- _GIVEN EXERCISE 1_
For each statement, (a) to (c), say whether the PM thread agrees with it, answering yes or no and quoting the deciding words.
(a) Bob at Draco found his messages by searching.
(b) Thistle says a small triangle opens a drop-down menu.
(c) NightKnight places the envelope to the right of the username.
- _GIVEN EXERCISE 2_
Answer each question from the PM thread.
(a) What does Thistle assume the user has received?
(b) Which item in the drop-down menu does Thistle say to click?
(c) What other thing does NightKnight say can be clicked?
- _GIVEN EXERCISE 3_
Carry on the PM thread from where it stops.

- _ARTICLE_
# PM's



## Bob at Draco (Feb 18, 2013)

How do I see my PM's? I have tried every search wording I can think of and no luck.


----------



## Thistle (Jan 4, 2013)

Assuming you have received email notifying you that you have messages.

Go all the way to the top. You'll see your "*User's Name*" (Bob at Draco).

Click on that little triangle for a drop-down menu. You'll see "*Personal Messenger*", so click on that. You are there.


----------



## NightKnight (Dec 16, 2009)

Thistle is right, and you can also click the little envelope to the left of your username.


----------



## Henry the Hermit (Jun 2, 2010)

- _MATERIAL SHOWN_
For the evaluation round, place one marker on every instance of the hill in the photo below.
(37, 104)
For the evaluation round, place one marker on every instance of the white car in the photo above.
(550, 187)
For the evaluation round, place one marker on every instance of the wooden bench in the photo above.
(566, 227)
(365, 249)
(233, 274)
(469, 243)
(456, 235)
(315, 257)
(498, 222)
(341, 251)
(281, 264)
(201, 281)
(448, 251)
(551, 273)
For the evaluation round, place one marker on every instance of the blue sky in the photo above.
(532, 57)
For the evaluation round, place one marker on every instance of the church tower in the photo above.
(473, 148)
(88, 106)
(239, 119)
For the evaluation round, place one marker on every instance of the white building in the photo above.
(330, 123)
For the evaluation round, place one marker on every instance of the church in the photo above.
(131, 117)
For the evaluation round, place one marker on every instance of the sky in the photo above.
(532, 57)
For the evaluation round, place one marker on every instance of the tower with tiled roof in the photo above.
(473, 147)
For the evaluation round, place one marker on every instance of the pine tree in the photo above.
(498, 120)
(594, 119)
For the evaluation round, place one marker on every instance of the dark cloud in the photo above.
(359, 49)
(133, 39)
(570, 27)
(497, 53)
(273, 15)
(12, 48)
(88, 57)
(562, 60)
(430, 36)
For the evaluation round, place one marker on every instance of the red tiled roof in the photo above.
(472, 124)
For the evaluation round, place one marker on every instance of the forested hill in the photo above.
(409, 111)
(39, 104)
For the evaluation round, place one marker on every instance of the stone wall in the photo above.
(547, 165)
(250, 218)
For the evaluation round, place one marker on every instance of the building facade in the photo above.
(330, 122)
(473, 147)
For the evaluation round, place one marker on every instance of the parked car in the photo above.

- _EXERCISE RESULT 1_
(a) No: "I have tried every search wording I can think of and no luck."
(b) Yes: "Click on that little triangle for a drop-down menu."
(c) No: "you can also click the little envelope to the left of your username."

- _EXERCISE RESULT 2_
(a) Email notifying the user of messages
(b) "Personal Messenger"
(c) The little envelope to the left of the username

- _EXERCISE RESULT 3_
There are 4 icons to the left of your user name at the top of the page. If you have a dark color scheme, you may not be able to see them. Move your cursor slowly to the left of your user name and they should become visible as your cursor moves over them. Click the 4th one (looks like a paintbrush) and set your color scheme to a lighter color. You can then see the icons. Click the one that looks like an envelop to access PM.


----------



## Bob at Draco (Feb 18, 2013)

Thanks guys, I really appreciate it. I had a PM from a guy in England that I was sending a SS to that had sent me a PM with his address. I just knew he was think I was crawfishing ont he deal.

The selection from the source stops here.